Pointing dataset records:
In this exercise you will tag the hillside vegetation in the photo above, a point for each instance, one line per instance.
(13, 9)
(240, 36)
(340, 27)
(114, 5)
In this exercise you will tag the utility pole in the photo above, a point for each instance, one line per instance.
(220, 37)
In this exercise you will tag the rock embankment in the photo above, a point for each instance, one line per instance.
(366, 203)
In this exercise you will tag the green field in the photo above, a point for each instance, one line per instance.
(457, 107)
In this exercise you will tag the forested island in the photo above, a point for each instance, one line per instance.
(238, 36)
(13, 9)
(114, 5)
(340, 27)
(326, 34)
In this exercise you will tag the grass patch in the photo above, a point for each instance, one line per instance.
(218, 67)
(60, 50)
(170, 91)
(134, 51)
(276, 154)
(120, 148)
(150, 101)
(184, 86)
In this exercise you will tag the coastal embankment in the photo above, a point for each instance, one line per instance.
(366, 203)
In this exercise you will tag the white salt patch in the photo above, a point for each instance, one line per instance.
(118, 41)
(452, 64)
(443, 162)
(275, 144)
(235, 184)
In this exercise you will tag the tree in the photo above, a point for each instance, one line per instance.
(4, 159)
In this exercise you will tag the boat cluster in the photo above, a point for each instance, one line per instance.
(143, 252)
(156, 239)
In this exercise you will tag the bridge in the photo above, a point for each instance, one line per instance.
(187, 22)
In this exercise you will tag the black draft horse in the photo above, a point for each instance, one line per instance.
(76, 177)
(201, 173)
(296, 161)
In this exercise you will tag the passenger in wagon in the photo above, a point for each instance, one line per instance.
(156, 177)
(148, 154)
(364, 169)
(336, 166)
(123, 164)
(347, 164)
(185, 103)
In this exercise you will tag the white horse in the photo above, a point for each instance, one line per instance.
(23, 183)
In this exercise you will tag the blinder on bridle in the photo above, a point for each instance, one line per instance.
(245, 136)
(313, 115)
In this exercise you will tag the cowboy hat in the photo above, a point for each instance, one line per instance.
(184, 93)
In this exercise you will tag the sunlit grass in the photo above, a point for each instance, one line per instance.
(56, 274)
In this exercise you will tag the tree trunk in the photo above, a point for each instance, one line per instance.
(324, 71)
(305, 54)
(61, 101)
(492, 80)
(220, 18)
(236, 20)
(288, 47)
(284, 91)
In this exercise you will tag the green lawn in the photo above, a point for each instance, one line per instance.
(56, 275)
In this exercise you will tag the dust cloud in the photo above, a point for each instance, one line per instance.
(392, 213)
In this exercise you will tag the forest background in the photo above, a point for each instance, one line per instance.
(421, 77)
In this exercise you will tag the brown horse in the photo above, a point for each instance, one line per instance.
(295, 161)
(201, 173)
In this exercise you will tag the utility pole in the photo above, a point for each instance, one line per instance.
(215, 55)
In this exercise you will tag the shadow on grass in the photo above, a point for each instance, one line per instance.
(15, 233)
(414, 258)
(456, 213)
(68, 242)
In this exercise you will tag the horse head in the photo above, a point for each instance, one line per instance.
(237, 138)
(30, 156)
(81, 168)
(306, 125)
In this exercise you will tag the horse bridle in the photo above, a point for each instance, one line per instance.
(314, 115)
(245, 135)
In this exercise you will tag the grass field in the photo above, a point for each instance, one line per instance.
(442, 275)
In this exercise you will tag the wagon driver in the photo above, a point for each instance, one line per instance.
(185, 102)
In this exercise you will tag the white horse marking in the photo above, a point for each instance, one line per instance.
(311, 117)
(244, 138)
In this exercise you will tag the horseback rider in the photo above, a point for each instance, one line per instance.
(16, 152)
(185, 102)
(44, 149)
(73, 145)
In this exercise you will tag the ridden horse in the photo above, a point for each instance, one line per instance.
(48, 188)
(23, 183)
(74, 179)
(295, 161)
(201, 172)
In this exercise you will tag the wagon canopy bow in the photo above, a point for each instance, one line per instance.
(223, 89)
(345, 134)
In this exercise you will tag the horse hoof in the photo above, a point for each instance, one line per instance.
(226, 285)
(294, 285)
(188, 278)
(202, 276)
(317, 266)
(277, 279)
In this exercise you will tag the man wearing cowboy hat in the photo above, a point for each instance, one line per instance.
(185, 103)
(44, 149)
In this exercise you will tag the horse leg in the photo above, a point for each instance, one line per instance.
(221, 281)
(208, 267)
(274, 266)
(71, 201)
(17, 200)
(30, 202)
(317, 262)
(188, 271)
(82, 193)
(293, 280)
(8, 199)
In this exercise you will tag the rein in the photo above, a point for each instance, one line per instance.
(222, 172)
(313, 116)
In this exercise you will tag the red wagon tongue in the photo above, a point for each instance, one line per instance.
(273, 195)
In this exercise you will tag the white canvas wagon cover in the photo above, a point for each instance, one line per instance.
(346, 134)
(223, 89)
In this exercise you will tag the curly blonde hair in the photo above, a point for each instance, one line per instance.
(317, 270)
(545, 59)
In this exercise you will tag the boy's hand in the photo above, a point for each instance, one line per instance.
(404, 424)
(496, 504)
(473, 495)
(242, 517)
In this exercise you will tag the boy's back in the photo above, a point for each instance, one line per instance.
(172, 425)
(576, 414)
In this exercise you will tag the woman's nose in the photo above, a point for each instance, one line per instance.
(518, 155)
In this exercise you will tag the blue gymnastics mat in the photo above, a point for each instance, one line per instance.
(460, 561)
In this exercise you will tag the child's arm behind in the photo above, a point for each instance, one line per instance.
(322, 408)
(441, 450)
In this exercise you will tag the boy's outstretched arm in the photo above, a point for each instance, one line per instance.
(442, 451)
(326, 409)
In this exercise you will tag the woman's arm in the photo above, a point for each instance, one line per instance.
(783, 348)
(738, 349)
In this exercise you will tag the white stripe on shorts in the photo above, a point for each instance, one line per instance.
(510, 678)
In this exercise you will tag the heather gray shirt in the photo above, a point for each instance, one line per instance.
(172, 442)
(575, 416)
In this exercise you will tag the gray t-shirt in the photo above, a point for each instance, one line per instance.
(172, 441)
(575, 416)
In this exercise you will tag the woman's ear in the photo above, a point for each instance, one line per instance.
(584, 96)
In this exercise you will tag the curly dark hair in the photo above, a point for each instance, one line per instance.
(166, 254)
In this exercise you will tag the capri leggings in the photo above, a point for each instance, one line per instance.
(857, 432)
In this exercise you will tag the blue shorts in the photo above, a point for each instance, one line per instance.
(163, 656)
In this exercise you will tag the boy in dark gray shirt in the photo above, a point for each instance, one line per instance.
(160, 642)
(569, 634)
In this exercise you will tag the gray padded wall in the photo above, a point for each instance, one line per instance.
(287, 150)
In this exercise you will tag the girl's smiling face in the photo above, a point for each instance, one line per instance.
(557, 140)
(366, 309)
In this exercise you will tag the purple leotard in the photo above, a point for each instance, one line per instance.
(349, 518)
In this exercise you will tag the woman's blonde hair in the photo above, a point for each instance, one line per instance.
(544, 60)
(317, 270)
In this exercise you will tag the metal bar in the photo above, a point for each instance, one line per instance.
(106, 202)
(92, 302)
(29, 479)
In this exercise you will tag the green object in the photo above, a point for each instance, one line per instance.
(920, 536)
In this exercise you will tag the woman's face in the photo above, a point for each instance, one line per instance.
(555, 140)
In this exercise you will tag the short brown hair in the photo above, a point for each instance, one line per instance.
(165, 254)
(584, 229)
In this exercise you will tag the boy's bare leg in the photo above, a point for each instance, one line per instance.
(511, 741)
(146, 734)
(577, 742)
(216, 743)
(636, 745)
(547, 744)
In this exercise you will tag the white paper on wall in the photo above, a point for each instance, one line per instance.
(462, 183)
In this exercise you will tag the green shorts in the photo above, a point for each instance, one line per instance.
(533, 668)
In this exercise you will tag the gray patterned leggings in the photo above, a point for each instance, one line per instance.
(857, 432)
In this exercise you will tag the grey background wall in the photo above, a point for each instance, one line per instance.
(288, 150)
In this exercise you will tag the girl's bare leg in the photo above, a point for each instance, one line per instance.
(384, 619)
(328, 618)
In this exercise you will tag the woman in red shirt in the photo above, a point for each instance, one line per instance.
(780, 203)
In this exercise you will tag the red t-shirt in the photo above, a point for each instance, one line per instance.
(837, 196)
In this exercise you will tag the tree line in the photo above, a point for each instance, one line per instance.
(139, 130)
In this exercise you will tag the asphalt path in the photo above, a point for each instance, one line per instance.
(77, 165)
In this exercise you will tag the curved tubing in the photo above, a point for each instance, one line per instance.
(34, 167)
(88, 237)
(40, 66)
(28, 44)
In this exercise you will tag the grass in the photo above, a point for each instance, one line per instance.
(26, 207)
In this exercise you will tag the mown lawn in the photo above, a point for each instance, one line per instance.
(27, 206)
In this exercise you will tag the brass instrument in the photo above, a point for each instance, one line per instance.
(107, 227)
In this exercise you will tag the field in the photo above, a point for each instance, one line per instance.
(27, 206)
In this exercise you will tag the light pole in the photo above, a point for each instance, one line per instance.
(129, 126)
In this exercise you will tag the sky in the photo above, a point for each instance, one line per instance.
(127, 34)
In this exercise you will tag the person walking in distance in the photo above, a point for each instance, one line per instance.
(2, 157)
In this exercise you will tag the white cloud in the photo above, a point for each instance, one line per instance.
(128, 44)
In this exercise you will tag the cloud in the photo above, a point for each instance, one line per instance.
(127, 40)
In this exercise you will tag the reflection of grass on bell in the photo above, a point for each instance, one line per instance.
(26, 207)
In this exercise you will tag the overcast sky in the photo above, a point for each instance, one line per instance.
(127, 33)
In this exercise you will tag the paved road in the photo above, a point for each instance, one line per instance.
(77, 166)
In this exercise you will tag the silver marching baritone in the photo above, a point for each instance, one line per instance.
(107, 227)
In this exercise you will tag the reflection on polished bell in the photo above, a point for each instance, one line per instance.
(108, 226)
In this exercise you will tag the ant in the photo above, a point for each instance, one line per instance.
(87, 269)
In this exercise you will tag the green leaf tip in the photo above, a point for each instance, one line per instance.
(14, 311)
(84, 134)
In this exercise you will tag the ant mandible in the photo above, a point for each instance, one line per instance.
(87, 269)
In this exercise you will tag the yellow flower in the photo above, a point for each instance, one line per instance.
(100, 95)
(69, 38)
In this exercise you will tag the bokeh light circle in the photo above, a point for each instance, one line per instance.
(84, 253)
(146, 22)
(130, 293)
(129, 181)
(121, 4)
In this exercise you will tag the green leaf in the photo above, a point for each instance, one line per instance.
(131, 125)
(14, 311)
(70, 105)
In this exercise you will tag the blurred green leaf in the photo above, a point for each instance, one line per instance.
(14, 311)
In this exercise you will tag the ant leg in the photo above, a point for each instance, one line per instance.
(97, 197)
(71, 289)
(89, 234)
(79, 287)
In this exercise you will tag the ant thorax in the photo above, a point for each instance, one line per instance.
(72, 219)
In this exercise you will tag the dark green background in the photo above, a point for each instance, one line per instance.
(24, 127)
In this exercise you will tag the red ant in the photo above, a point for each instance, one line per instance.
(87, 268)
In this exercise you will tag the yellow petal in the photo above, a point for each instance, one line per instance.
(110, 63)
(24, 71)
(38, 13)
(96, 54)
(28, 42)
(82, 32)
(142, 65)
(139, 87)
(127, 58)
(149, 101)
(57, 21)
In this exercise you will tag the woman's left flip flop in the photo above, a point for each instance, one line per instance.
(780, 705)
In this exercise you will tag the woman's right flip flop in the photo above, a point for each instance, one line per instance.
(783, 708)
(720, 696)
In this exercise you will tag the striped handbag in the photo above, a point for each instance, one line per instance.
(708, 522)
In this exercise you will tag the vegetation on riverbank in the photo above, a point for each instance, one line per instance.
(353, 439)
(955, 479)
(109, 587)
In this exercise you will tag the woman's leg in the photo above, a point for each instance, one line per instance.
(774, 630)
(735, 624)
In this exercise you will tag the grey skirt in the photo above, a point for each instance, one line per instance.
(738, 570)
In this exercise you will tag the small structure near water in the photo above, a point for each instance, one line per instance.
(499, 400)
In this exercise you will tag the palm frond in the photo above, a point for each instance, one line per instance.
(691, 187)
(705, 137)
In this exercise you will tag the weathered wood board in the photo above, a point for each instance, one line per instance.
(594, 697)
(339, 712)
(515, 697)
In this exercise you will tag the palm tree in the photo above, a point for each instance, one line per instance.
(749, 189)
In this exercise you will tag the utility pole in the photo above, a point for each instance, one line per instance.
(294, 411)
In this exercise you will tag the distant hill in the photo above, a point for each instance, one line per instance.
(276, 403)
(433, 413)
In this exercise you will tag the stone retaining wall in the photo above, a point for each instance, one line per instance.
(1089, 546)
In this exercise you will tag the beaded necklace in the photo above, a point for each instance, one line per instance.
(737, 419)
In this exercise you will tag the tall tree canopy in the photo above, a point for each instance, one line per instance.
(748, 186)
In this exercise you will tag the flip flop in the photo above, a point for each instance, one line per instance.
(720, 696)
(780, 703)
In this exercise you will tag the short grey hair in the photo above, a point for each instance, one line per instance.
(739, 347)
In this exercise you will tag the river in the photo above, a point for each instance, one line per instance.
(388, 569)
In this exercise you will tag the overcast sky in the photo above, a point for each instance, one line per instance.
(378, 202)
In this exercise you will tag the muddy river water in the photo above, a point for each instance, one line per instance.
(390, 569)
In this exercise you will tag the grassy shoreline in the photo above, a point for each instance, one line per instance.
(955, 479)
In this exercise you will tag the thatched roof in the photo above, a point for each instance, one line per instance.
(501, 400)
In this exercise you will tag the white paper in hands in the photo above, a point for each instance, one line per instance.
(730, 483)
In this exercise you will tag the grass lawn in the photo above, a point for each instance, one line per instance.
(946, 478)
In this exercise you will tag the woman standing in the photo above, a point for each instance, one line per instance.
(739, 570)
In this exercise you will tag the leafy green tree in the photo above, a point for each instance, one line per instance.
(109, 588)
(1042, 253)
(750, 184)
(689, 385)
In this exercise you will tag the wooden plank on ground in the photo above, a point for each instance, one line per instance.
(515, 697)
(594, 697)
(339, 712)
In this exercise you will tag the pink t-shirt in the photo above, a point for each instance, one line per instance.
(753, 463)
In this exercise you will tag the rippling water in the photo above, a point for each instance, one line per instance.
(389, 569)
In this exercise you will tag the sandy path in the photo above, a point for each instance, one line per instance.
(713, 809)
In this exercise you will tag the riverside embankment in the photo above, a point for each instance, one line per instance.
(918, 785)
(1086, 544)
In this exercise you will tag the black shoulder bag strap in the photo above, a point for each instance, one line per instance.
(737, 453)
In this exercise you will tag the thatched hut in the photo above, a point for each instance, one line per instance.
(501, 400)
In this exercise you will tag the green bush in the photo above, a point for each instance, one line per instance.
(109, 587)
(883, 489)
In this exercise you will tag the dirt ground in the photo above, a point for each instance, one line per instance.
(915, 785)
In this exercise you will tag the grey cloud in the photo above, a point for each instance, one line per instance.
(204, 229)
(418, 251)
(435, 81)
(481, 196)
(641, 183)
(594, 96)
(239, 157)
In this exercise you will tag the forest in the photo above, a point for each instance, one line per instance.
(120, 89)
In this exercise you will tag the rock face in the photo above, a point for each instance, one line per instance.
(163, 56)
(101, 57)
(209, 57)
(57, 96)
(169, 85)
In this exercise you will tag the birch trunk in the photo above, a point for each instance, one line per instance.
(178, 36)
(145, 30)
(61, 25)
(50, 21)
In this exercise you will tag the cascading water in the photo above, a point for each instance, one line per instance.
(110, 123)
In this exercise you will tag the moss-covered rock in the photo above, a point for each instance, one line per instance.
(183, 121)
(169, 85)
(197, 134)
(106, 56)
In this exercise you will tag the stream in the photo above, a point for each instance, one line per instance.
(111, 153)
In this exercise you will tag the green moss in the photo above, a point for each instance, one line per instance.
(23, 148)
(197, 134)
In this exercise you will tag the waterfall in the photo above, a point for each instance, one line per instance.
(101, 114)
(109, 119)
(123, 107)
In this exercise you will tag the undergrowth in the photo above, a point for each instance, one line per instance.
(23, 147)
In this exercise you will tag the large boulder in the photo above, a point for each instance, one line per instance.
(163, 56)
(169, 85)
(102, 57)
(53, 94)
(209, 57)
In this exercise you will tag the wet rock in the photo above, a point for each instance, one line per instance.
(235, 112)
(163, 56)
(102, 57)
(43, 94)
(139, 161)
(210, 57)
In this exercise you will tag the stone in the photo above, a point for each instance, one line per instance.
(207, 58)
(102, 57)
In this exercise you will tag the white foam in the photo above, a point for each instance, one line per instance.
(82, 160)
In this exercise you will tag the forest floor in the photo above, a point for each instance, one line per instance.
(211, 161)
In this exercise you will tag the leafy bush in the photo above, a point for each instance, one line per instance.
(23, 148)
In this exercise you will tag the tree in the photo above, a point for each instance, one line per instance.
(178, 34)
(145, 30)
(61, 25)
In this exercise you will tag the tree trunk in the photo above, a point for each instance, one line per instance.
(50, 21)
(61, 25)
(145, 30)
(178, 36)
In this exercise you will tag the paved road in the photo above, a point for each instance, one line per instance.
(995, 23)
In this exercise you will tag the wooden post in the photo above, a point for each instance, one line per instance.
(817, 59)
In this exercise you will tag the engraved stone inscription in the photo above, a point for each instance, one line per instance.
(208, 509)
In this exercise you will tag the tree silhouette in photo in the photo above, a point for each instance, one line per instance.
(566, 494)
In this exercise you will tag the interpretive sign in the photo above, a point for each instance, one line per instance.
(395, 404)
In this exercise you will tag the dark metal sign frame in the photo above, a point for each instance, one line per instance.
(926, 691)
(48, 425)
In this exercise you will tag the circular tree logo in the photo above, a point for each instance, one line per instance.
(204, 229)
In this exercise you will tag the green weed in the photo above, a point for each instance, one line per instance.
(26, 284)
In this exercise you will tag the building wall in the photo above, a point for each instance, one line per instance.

Your instructions
Using the records above, please retype only the run of lines from the line holding "In this exercise you will tag the stone in" through the last line, both ends included.

The completed task
In this exercise you will tag the stone in the photo above, a point for each instance, one line per instance.
(207, 58)
(102, 57)
In this exercise you will tag the white foam in the photo above, a point for each instance, one line per instance.
(82, 160)
In this exercise you will tag the forest floor in the photo above, a point for each instance, one line per instance.
(211, 161)
In this exercise you will tag the leafy bush in the photo above, a point for each instance, one line per instance.
(23, 148)
In this exercise you will tag the tree in the photo above, a point for each instance, one line per instance.
(178, 34)
(145, 30)
(61, 25)
In this exercise you will tag the tree trunk in the photo above, a point for each instance, one line per instance.
(50, 21)
(61, 25)
(145, 30)
(178, 36)
In this exercise you will tag the paved road in the photo above, a point for each instance, one line per instance.
(995, 23)
In this exercise you will tag the wooden post in the photo above, a point for each instance, one line per instance.
(817, 59)
In this exercise you will tag the engraved stone inscription in the photo above, a point for each instance, one line per instance.
(208, 509)
In this exercise you will tag the tree silhouette in photo in the photo above, a point for each instance, one line per instance.
(566, 494)
In this exercise you will tag the interpretive sign in the photo above, a point for each instance, one line per instance.
(395, 404)
In this exercise you will tag the dark metal sign frame in the photo above, a point for each instance, one line per instance.
(926, 691)
(48, 425)
In this exercise you will tag the circular tree logo in the photo above, a point for each instance, one line per instance.
(204, 229)
In this exercise you will tag the green weed in the photo above, a point for each instance, one line per instance.
(26, 284)
In this exercise you will tag the building wall in the photo above, a point for each instance, one line per instance.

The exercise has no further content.